Reproduce verbatim only the portion of the material below that runs from the line containing "obj: green leaf | bbox --json" through the final line of the material, including both of those lines.

# start of Records supplied

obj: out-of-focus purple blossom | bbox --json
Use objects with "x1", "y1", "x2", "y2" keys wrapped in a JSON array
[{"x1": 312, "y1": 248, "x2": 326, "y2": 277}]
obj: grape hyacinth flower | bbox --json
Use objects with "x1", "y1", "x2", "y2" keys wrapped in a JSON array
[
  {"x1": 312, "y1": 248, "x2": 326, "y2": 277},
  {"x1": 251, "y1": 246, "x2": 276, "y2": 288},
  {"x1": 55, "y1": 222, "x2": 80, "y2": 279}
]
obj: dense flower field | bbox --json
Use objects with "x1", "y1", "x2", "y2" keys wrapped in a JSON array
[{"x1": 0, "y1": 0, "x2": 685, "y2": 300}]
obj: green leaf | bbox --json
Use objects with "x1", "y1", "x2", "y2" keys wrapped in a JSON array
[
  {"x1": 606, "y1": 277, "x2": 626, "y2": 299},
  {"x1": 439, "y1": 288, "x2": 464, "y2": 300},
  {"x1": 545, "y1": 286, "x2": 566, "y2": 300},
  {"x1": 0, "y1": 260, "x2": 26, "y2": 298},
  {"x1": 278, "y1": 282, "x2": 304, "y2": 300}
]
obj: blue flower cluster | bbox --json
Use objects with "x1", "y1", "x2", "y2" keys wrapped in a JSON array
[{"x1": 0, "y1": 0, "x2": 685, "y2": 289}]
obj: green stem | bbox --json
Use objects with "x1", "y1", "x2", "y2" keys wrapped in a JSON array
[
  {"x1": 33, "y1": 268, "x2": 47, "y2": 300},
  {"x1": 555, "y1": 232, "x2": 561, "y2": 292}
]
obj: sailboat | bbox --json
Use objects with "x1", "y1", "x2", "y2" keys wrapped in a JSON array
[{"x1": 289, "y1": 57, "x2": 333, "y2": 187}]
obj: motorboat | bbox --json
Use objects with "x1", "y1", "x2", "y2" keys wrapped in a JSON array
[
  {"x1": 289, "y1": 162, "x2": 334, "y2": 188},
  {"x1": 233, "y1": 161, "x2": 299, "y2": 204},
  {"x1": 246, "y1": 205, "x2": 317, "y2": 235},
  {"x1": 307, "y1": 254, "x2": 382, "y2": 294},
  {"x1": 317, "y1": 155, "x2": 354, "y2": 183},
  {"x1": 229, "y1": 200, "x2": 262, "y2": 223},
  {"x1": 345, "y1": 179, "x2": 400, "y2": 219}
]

# end of Records supplied

> [Task solution]
obj: green leaf | bbox --json
Use objects with "x1", "y1", "x2", "y2" keys wrapped in a JSON array
[
  {"x1": 606, "y1": 277, "x2": 626, "y2": 299},
  {"x1": 439, "y1": 288, "x2": 464, "y2": 300},
  {"x1": 545, "y1": 286, "x2": 566, "y2": 300},
  {"x1": 0, "y1": 260, "x2": 26, "y2": 298},
  {"x1": 278, "y1": 282, "x2": 304, "y2": 300}
]
obj: blue flower cluster | bbox --json
Use objects with "x1", "y1", "x2", "y2" keys wrapped in a JSON array
[{"x1": 0, "y1": 0, "x2": 685, "y2": 289}]
obj: green stem | bbox --json
Use objects with "x1", "y1", "x2", "y2" keys wrapped in a JSON array
[
  {"x1": 33, "y1": 268, "x2": 47, "y2": 300},
  {"x1": 555, "y1": 232, "x2": 561, "y2": 292}
]
obj: sailboat | bbox --json
Use objects with "x1", "y1", "x2", "y2" keys wrapped in a JSON array
[{"x1": 289, "y1": 57, "x2": 333, "y2": 187}]
obj: motorboat | bbox --json
Use objects with "x1", "y1", "x2", "y2" keys wrapped in a JSON array
[
  {"x1": 289, "y1": 162, "x2": 334, "y2": 188},
  {"x1": 233, "y1": 161, "x2": 299, "y2": 204},
  {"x1": 246, "y1": 205, "x2": 317, "y2": 235},
  {"x1": 307, "y1": 254, "x2": 382, "y2": 294},
  {"x1": 317, "y1": 155, "x2": 354, "y2": 183},
  {"x1": 229, "y1": 200, "x2": 262, "y2": 223},
  {"x1": 345, "y1": 179, "x2": 400, "y2": 219}
]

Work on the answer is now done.